## [Directions]
a – From the notes on kernel methods, extract the passage starting at "Kernel methods are" and ending at "method to SVM.", keeping every word unchanged.
b – Translate this sentence from the notes on kernel methods into French: "Kernel methods are a class of algorithms for pattern analysis."

## [Text to read]
-- BEGIN --

The notes are based on the session. For the fundamental of linear algebra, one can always refer to Introduction to Linear Algebra and The Matrix Cookbook for more details. Many thanks to these great works.

0. Introduction

Kernel methods are a class of algorithms for pattern analysis. The name of kernel methods comes from the use of kernel function, which enable operations in a high-dimensional and implicit space. Specifically, by Cover’s theorem, given a set of training data that is not linearly separable, one can with high probability transform it into a training set that is linearly separable by projecting it into a higher-dimensional space via some non-linear transformation. With the help of kernel function, the operation, i.e., inner product, it involves after transforming can be often computationally cheaper than the explicit computation. Such an approach is called the kernel trick. In this post, we will focus on the application of kernel method to SVM.

-- END --

Some material:
-- BEGIN --

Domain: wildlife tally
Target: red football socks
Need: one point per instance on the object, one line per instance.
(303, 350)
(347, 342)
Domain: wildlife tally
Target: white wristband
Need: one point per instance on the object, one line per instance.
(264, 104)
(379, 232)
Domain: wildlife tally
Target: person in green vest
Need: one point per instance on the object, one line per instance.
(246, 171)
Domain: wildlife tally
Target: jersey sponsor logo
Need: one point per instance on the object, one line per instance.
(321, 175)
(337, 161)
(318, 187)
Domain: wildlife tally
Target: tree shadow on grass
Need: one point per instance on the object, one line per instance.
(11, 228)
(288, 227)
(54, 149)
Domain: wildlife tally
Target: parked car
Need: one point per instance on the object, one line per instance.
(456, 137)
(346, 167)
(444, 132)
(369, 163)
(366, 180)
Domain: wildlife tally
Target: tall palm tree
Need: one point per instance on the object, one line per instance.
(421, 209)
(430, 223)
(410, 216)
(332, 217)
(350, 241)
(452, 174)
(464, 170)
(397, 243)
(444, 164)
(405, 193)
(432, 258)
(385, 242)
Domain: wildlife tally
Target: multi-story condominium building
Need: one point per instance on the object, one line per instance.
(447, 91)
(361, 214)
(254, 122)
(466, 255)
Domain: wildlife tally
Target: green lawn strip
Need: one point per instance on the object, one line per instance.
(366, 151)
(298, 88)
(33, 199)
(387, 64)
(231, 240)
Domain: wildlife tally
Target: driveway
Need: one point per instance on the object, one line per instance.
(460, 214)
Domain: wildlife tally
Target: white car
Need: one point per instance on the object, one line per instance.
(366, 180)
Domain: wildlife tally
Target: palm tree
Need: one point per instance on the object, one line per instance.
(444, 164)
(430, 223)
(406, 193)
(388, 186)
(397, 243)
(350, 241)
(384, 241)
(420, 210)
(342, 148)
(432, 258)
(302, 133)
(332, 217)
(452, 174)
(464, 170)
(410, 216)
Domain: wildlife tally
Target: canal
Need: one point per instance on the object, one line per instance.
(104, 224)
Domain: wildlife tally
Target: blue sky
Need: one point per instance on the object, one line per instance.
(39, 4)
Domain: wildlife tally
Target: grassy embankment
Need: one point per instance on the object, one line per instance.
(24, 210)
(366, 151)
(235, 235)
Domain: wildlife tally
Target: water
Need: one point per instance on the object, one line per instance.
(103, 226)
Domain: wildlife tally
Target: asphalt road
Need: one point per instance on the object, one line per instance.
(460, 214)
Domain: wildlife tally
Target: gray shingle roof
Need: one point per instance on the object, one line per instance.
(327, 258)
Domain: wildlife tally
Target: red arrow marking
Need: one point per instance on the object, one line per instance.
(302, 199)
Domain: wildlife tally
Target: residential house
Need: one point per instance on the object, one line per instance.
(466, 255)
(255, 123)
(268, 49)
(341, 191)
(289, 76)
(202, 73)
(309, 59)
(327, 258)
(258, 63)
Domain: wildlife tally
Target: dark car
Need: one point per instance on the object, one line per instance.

-- END --

## [Solutions to the exercise]
a –
Kernel methods are a class of algorithms for pattern analysis. The name of kernel methods comes from the use of kernel function, which enable operations in a high-dimensional and implicit space. Specifically, by Cover’s theorem, given a set of training data that is not linearly separable, one can with high probability transform it into a training set that is linearly separable by projecting it into a higher-dimensional space via some non-linear transformation. With the help of kernel function, the operation, i.e., inner product, it involves after transforming can be often computationally cheaper than the explicit computation. Such an approach is called the kernel trick. In this post, we will focus on the application of kernel method to SVM.

b – Les méthodes à noyau sont une classe d'algorithmes pour l'analyse de motifs.